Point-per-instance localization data
○ ○ ○ ○ ○
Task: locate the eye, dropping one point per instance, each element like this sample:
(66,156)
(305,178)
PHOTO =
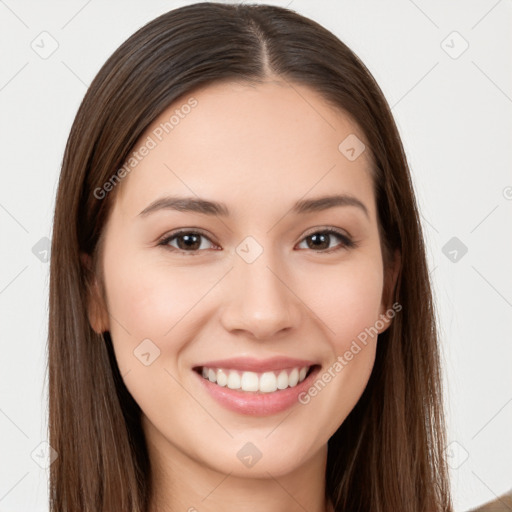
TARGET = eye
(190,241)
(321,240)
(187,241)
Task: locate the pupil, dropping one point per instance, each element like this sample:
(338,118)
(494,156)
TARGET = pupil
(189,242)
(317,237)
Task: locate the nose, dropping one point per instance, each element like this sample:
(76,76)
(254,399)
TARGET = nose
(260,299)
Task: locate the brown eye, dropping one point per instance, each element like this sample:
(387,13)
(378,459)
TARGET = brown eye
(320,240)
(186,241)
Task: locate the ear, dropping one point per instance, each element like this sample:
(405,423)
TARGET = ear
(390,280)
(96,309)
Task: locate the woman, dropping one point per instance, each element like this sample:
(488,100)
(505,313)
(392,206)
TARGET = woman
(206,351)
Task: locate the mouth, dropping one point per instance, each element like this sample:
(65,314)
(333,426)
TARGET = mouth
(251,382)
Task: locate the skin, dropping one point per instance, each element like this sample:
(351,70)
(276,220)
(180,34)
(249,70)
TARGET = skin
(258,149)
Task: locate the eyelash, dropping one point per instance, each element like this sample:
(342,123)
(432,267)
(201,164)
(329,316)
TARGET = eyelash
(347,242)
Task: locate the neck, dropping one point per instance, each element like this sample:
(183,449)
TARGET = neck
(185,484)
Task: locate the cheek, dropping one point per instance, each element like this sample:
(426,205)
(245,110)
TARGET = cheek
(150,300)
(347,299)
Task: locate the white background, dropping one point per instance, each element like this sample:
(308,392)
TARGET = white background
(454,115)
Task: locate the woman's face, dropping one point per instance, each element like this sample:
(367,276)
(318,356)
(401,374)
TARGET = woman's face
(255,288)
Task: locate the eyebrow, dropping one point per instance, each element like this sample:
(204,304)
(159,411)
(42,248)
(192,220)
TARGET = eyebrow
(203,206)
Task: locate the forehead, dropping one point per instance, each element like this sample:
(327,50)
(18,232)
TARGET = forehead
(258,143)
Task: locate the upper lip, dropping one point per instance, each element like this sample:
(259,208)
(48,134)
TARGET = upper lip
(250,364)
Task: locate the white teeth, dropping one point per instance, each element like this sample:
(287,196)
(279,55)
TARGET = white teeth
(266,382)
(234,381)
○ ○ ○ ○ ○
# Problem to solve
Keeping every word as it is, write out all the data and omit the pictures.

# Response for this exercise
Task: locate the eye, dropping one point per instance, each element like this sample:
(66,156)
(305,178)
PHOTO =
TARGET = eye
(190,241)
(321,240)
(187,241)
Task: locate the pupil, dropping one point per instance, each element like this sample:
(338,118)
(494,156)
TARGET = pupil
(189,242)
(317,237)
Task: locate the nose, dropping one point per instance, each element like this sample:
(76,76)
(254,399)
TARGET = nose
(260,299)
Task: locate the brown eye, dropping one point per instance, each element like this sample:
(387,13)
(378,459)
TARGET = brown eye
(320,240)
(186,241)
Task: locate the ear, dropping one point per instance, each element like this sample:
(405,423)
TARGET = ear
(390,280)
(96,309)
Task: locate the woman, dropping one point per instance, each element like this sample:
(488,100)
(505,313)
(392,206)
TARGET = woman
(206,351)
Task: locate the mouth, dropping one point per instance, each element like this sample:
(65,314)
(333,426)
TARGET = mouth
(251,382)
Task: locate the skin, dropping one point per instance, each element like this sample:
(351,70)
(276,220)
(180,34)
(249,70)
TARGET = skin
(258,149)
Task: locate the eyelash, dropping one point per instance, each element like this sample:
(342,123)
(432,267)
(201,164)
(329,316)
TARGET = eyelash
(347,242)
Task: locate the neck, dropping one point per instance, each element like this sample:
(183,449)
TARGET = neck
(185,484)
Task: locate the cheek, dropping one point per instance, each element like this sample:
(426,205)
(245,110)
TARGET = cheek
(150,300)
(347,299)
Task: locate the white background, dropping one point per instance, each element like this sample:
(308,392)
TARGET = white background
(454,115)
Task: locate the woman's face, dropping one point per instance, each element like this sample:
(367,276)
(318,356)
(401,374)
TARGET = woman's face
(255,288)
Task: locate the eyebrow, dropping one point per instance, each element like this sample:
(204,304)
(159,411)
(42,248)
(192,220)
TARGET = eyebrow
(203,206)
Task: locate the forehead, dropping one point per instance, each element like this sample:
(327,50)
(18,232)
TARGET = forehead
(258,143)
Task: locate the upper lip, dropping one point per instance, each element like this sample:
(259,208)
(48,134)
TARGET = upper lip
(250,364)
Task: locate the white teeth, dropping one point per instance, each element like this sample:
(287,196)
(279,55)
TARGET = white teeth
(266,382)
(234,381)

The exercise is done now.